■ **Exercise task**
Reproduce every one of the rows below verbatim, omitting the pictures from your answer.

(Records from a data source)
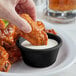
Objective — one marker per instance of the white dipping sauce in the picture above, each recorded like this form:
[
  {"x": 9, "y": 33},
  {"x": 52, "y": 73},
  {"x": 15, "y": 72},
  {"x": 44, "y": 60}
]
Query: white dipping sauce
[{"x": 51, "y": 43}]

■ **Result of this task**
Objective — one marker per instance of the white dipping sauce in the picture above, each recorded like this form:
[
  {"x": 9, "y": 33},
  {"x": 52, "y": 73},
  {"x": 15, "y": 72},
  {"x": 44, "y": 60}
]
Query: white dipping sauce
[{"x": 51, "y": 43}]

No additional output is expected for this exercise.